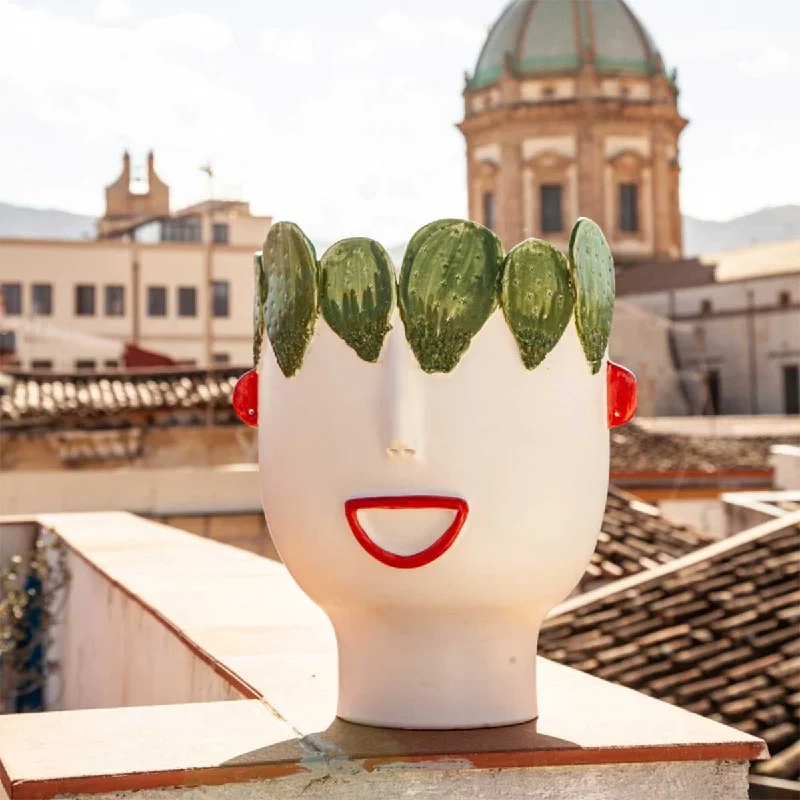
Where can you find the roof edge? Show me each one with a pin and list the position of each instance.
(658, 573)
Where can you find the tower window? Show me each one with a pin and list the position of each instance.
(157, 301)
(42, 298)
(115, 301)
(221, 298)
(187, 301)
(552, 200)
(84, 300)
(11, 298)
(629, 208)
(489, 218)
(220, 233)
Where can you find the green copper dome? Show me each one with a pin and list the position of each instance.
(541, 37)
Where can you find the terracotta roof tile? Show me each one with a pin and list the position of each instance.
(716, 632)
(96, 399)
(635, 450)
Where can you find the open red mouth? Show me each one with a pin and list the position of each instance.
(404, 503)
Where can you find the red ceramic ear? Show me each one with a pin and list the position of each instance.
(245, 398)
(621, 395)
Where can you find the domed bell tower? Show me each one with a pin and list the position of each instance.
(570, 113)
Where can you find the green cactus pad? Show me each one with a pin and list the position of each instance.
(536, 296)
(290, 272)
(449, 286)
(357, 295)
(592, 272)
(259, 302)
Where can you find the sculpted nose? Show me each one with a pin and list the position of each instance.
(404, 406)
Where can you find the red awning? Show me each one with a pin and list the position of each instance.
(135, 357)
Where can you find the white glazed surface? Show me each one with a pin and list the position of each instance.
(450, 644)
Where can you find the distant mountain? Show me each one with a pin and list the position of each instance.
(44, 223)
(767, 225)
(700, 236)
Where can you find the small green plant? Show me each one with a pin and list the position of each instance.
(537, 298)
(592, 270)
(358, 292)
(453, 277)
(448, 289)
(290, 308)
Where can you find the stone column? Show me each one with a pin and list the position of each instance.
(661, 194)
(510, 212)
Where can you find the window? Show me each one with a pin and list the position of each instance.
(185, 229)
(157, 301)
(489, 219)
(713, 392)
(115, 301)
(42, 299)
(187, 301)
(552, 196)
(11, 299)
(8, 343)
(84, 301)
(220, 233)
(629, 208)
(791, 388)
(220, 292)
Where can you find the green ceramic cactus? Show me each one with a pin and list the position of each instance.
(259, 301)
(592, 272)
(290, 271)
(357, 294)
(449, 286)
(536, 296)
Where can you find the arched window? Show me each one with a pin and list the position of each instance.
(629, 208)
(489, 216)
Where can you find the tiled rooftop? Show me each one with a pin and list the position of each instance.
(107, 400)
(635, 450)
(636, 537)
(278, 650)
(717, 633)
(45, 400)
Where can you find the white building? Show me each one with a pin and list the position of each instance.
(178, 284)
(744, 307)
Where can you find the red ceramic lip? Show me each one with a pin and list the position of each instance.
(405, 502)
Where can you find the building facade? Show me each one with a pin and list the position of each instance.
(570, 113)
(744, 355)
(179, 284)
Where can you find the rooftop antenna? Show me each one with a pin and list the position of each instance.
(208, 170)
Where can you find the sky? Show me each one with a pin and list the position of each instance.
(341, 115)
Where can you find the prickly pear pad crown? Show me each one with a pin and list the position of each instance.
(454, 276)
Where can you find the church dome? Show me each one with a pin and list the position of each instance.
(546, 37)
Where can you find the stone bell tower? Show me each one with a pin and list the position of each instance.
(125, 204)
(570, 112)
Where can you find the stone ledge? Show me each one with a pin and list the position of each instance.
(266, 635)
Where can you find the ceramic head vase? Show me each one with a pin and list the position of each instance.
(434, 454)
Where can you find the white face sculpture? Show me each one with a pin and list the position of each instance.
(401, 493)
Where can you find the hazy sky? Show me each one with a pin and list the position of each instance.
(340, 115)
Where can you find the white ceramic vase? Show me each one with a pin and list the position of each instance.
(492, 481)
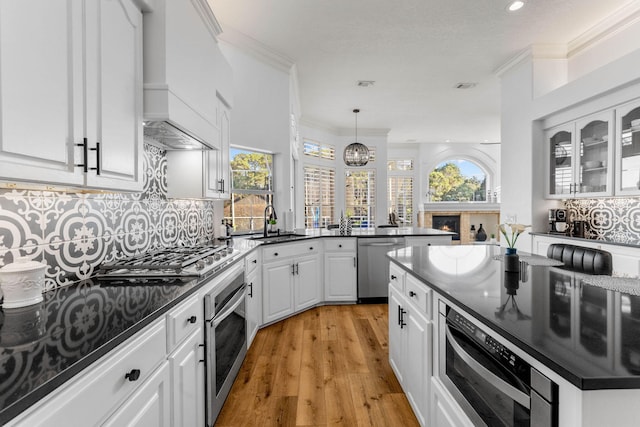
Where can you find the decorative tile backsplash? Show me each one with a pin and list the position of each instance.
(74, 233)
(614, 220)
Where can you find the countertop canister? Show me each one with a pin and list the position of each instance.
(22, 283)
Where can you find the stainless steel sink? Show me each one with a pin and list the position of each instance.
(279, 238)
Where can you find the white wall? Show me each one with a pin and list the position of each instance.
(261, 114)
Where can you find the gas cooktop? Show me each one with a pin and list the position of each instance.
(180, 261)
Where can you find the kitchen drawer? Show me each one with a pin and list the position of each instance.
(252, 261)
(340, 245)
(419, 294)
(183, 320)
(289, 250)
(396, 277)
(97, 391)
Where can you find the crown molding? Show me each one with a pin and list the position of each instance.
(256, 49)
(612, 24)
(209, 19)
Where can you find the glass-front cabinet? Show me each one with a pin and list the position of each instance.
(580, 156)
(628, 149)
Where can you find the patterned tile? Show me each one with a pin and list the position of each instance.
(75, 233)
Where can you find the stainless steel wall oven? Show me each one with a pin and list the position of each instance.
(491, 383)
(225, 337)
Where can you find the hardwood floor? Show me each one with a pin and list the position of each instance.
(326, 366)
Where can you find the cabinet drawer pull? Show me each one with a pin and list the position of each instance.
(85, 153)
(133, 375)
(97, 150)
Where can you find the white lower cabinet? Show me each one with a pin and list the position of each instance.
(149, 406)
(187, 383)
(410, 340)
(290, 283)
(445, 412)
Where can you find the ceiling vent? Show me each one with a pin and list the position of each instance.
(366, 83)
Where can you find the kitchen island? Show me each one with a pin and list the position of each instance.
(583, 337)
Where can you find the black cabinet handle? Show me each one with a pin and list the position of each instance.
(98, 156)
(85, 152)
(133, 375)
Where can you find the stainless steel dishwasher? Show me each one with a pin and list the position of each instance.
(373, 267)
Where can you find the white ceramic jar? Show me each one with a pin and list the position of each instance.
(22, 283)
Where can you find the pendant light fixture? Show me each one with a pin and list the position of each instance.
(356, 154)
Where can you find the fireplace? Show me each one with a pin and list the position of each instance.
(448, 223)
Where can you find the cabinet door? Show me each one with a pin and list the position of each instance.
(560, 161)
(113, 61)
(218, 180)
(417, 363)
(396, 350)
(307, 281)
(254, 305)
(149, 406)
(594, 149)
(41, 91)
(627, 178)
(340, 277)
(187, 383)
(277, 295)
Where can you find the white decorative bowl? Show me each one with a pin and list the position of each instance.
(22, 283)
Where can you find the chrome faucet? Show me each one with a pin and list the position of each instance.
(271, 216)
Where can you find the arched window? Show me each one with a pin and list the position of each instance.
(457, 180)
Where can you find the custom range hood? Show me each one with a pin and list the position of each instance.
(183, 71)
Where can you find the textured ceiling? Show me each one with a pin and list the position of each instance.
(415, 50)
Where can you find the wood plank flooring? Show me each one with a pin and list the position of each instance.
(326, 366)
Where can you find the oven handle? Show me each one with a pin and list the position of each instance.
(237, 299)
(520, 397)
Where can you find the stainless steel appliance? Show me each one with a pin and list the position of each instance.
(225, 338)
(558, 221)
(491, 383)
(373, 267)
(179, 261)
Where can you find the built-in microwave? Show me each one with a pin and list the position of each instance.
(493, 385)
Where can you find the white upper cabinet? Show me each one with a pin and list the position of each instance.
(580, 158)
(628, 149)
(70, 75)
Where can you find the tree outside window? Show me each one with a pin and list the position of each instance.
(457, 181)
(251, 189)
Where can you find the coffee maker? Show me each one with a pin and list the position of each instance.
(558, 221)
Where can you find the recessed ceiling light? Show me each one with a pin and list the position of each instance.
(366, 83)
(515, 5)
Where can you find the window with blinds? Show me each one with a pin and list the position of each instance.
(316, 149)
(360, 196)
(319, 196)
(400, 198)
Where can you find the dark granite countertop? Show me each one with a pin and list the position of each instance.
(587, 334)
(46, 344)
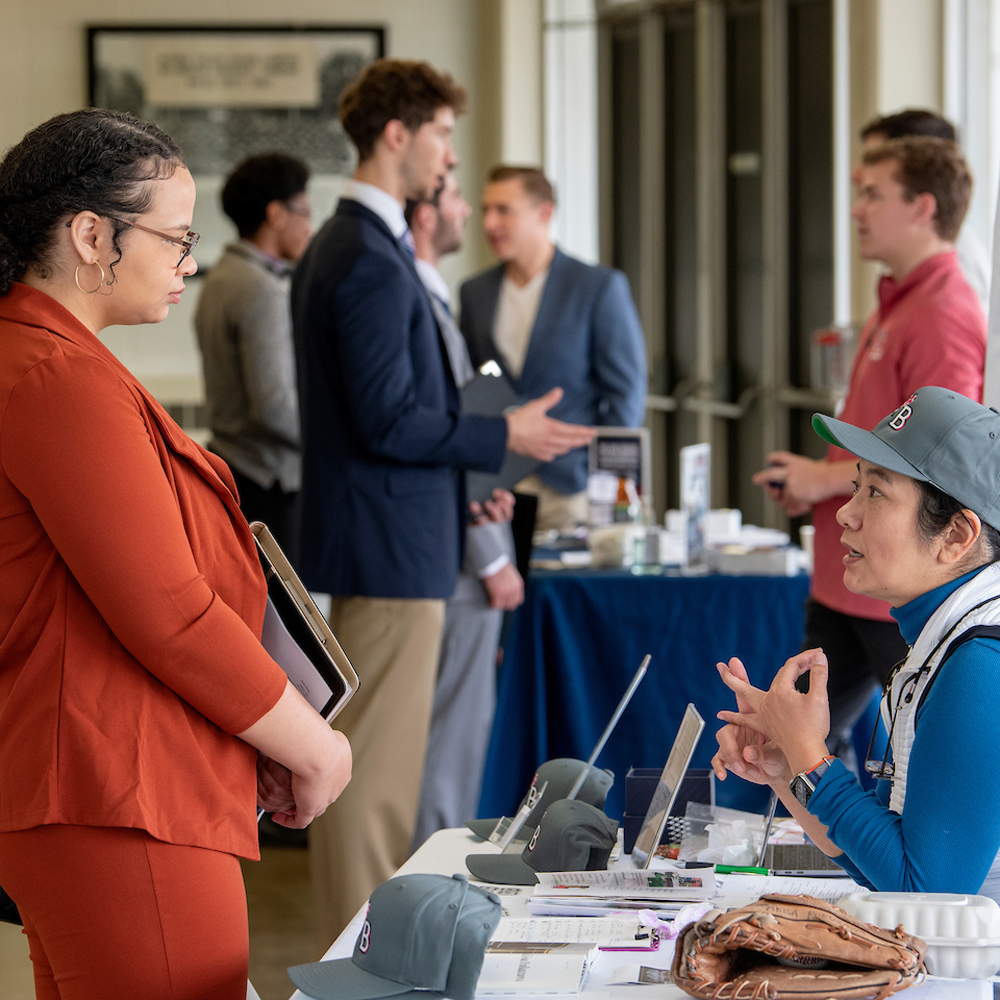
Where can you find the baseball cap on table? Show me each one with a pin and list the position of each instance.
(938, 436)
(561, 774)
(424, 936)
(572, 836)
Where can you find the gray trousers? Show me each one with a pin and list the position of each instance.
(462, 717)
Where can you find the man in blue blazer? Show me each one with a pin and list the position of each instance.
(549, 320)
(385, 447)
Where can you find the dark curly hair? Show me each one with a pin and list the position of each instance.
(258, 181)
(91, 160)
(387, 89)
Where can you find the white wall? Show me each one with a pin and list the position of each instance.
(43, 72)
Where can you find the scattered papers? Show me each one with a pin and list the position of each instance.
(618, 933)
(739, 890)
(640, 975)
(559, 970)
(604, 892)
(690, 885)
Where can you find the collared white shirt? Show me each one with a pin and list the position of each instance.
(516, 314)
(380, 202)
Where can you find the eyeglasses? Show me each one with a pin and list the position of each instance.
(189, 242)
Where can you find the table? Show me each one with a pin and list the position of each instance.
(578, 639)
(444, 854)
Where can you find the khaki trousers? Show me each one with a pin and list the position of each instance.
(361, 840)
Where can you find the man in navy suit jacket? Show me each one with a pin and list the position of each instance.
(550, 319)
(385, 447)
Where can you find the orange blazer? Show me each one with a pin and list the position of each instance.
(131, 601)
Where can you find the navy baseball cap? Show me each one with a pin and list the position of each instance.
(571, 837)
(561, 774)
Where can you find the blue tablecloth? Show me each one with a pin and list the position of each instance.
(577, 641)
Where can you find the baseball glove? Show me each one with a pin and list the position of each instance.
(794, 946)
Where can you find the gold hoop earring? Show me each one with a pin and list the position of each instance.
(76, 277)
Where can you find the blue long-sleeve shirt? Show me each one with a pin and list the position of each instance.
(949, 832)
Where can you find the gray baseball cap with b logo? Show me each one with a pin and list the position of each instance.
(571, 837)
(424, 936)
(938, 436)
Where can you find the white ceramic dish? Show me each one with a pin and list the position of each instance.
(962, 932)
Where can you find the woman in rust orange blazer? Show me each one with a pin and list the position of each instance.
(141, 720)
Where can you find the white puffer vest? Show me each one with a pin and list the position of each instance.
(975, 604)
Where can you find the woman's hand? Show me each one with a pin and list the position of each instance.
(745, 752)
(313, 792)
(308, 763)
(274, 785)
(794, 723)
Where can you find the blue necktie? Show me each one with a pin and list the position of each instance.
(406, 240)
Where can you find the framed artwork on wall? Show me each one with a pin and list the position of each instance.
(227, 92)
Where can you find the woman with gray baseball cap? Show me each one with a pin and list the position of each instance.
(921, 531)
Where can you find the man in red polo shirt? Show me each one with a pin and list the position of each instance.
(928, 329)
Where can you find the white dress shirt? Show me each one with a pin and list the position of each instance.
(380, 202)
(516, 313)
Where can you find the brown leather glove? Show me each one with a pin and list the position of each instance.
(794, 946)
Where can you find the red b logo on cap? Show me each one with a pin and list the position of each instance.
(534, 837)
(902, 414)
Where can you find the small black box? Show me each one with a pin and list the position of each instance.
(698, 785)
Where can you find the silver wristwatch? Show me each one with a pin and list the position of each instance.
(804, 784)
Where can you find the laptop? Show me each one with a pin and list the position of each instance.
(674, 770)
(801, 861)
(796, 860)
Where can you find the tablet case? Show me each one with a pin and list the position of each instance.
(491, 394)
(307, 627)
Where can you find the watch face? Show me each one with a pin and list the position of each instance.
(801, 788)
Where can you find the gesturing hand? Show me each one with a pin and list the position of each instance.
(531, 432)
(742, 750)
(796, 723)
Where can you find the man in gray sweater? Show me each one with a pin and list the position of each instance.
(243, 321)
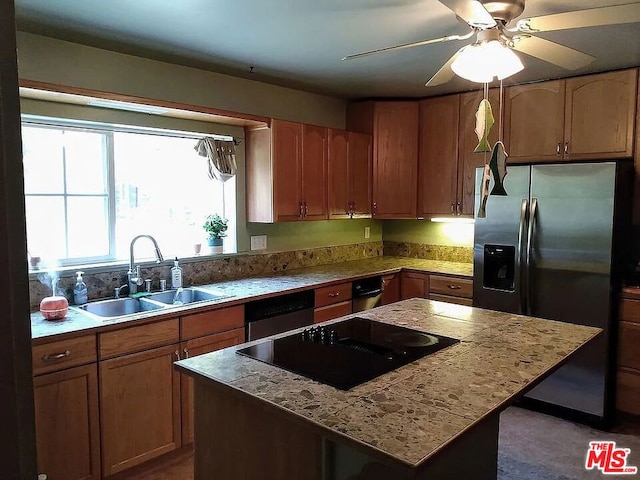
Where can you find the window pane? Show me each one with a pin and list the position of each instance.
(88, 226)
(84, 162)
(42, 160)
(162, 189)
(45, 227)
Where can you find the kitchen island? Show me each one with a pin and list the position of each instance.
(434, 418)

##########

§ **OBJECTIVE**:
Starting at the line that contains "Where can you find the man in red" and continuing through the end of the data, copy every line with the "Where can you find" lines included, and shift each coordinate in the answers by adding -59 to it. Leave the pictures out.

§ **TASK RESPONSE**:
Where can you find the man in red polo shirt? Show me each one with a pin and list the position of each instance.
(869, 270)
Where can you find the white dress shirt? Show me each one with a pin and list the position of each instance.
(321, 143)
(457, 254)
Where can you find the brown leather glove? Show me each one with a pin and list the position of each instance.
(735, 887)
Where can you find the red b logo on cap? Show me each one with a pin and list the position of each instance.
(475, 778)
(843, 355)
Where can you find the small black box? Show me each one with a pin and list the position of each instance.
(639, 726)
Where can you find the silver wristwatch? Show me each one with a pin and list the position of each instance.
(745, 725)
Where can you find the laptop? Show me each one with a pin and list the position of each instance.
(615, 711)
(742, 802)
(737, 801)
Where can you find the tablet case? Show me each one with a pin and list the position of each instance.
(432, 335)
(248, 568)
Where can you find the watch face? Show me each one with a pin and list the position of each instance.
(742, 729)
Where can you find the gesturing hand? Show me each one with a pin and list the position of each instance.
(472, 373)
(683, 691)
(737, 664)
Where can you find the man in gray sweater? Show me each one with a pin and list the position of each instance.
(184, 262)
Where can you find the window pane? Show me each one with a pin and list the position of each instance.
(29, 167)
(25, 103)
(-17, 101)
(103, 130)
(-14, 168)
Where can you find the kitchen island? Show me each one with a pin and list the position of each instance.
(375, 359)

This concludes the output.